◆ **CONSIGNE ÉCRITE A**: D'après l'extrait sur un recours contre un brevet, expliquez à quoi répondait la propriétaire du brevet en soumettant de nouveaux jeux de revendications. Répondez en une à trois phrases.
◆ **CONSIGNE ÉCRITE B**: Citez l'extrait sur un recours contre un brevet, en commençant à « II. Avec son » et en terminant à « soient admis dans la procédure de recours. ».

II. Avec son mémoire de recours, la requérante a soumis les nouveaux documents D23 (brochure "DHT-4A® - Acid scavenger for polymers") et D24 ("Nanocrystals as stoichiometric reagents with unique surface chemistry"; J. Phys. Chem., 1996) et demandé l'annulation de la décision et la révocation du brevet. En outre elle a demandé que les documents D8 (brochure "DHT-4A"), D9 (information tirée d'Internet concernant DHT-4A and DHT-4V) et D17 (E-mail concernant "Ti-Pure**(®) R-960") déposés en cours d'opposition soient admis dans la procédure de recours.
III. En réponse, la propriétaire du brevet (et intimée) a soumis de nouveaux jeux de revendications à titre de requêtes subsidiaires 1-11 et demandé que les documents D23 et D24 ne soient pas admis dans la procédure de recours.

◆ **DONNÉES ENREGISTRÉES**:
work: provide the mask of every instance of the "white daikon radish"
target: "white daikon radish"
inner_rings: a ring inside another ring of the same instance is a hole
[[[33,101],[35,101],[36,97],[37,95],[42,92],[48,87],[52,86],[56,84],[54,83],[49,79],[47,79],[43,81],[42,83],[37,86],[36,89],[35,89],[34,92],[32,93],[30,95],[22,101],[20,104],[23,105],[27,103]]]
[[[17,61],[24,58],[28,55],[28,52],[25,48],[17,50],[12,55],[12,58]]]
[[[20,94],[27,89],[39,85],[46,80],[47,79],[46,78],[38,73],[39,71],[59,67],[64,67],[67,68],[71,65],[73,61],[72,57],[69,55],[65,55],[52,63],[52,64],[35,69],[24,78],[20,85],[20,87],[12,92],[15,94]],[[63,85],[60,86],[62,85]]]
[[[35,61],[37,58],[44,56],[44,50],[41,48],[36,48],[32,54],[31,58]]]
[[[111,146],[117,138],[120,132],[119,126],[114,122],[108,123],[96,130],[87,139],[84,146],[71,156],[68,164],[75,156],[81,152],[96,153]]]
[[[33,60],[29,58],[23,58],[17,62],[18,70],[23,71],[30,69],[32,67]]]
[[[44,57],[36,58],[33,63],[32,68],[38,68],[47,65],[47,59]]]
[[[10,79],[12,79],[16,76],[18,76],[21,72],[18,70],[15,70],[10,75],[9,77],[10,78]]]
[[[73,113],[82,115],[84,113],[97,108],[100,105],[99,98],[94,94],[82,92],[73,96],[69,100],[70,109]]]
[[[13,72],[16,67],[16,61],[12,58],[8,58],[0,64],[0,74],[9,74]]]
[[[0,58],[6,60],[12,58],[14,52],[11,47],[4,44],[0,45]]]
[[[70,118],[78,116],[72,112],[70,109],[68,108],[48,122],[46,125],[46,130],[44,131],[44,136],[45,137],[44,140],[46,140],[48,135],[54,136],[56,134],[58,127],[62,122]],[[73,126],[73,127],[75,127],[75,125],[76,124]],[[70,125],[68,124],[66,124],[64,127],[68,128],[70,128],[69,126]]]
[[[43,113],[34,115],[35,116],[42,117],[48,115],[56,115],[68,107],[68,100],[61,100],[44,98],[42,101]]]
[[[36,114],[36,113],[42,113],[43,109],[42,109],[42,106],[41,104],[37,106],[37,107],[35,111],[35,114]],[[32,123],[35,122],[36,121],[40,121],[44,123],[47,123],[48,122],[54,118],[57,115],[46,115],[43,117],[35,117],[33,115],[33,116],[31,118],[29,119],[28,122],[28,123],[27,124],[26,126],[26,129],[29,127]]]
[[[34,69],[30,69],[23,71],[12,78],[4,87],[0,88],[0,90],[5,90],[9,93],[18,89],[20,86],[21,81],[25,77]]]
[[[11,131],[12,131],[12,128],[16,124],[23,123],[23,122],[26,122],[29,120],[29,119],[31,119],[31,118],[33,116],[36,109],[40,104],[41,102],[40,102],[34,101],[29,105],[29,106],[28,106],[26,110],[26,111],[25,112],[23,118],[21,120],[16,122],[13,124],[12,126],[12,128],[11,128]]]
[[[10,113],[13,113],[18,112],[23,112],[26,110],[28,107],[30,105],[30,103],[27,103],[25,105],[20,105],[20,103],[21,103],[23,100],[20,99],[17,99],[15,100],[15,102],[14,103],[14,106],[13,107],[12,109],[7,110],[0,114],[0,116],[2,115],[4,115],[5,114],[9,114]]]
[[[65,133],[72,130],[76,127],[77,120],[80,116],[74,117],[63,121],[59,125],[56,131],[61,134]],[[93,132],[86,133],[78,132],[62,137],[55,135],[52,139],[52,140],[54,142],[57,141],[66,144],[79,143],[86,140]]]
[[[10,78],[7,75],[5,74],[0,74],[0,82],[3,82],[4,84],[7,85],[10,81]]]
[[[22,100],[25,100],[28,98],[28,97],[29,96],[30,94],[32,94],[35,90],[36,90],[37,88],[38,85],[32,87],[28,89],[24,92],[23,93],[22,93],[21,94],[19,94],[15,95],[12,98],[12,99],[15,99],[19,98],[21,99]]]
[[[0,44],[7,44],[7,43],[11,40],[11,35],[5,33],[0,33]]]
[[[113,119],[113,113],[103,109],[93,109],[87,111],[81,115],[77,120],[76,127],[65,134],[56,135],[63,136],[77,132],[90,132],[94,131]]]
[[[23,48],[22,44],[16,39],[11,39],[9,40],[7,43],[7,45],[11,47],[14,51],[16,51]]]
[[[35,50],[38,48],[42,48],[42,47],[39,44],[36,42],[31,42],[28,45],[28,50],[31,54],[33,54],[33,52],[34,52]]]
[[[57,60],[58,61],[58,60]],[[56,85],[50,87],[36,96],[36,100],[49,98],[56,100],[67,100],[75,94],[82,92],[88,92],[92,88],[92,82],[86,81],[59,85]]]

◆ **RÉPONSE ATTENDUE A**: Elle répondait au mémoire de recours de la requérante. Dans ce mémoire, la requérante avait soumis les nouveaux documents D23 et D24, demandé l'annulation de la décision et la révocation du brevet, et demandé que D8, D9 et D17 soient admis dans la procédure de recours.

◆ **RÉPONSE ATTENDUE B**:
II. Avec son mémoire de recours, la requérante a soumis les nouveaux documents D23 (brochure "DHT-4A® - Acid scavenger for polymers") et D24 ("Nanocrystals as stoichiometric reagents with unique surface chemistry"; J. Phys. Chem., 1996) et demandé l'annulation de la décision et la révocation du brevet. En outre elle a demandé que les documents D8 (brochure "DHT-4A"), D9 (information tirée d'Internet concernant DHT-4A and DHT-4V) et D17 (E-mail concernant "Ti-Pure**(®) R-960") déposés en cours d'opposition soient admis dans la procédure de recours.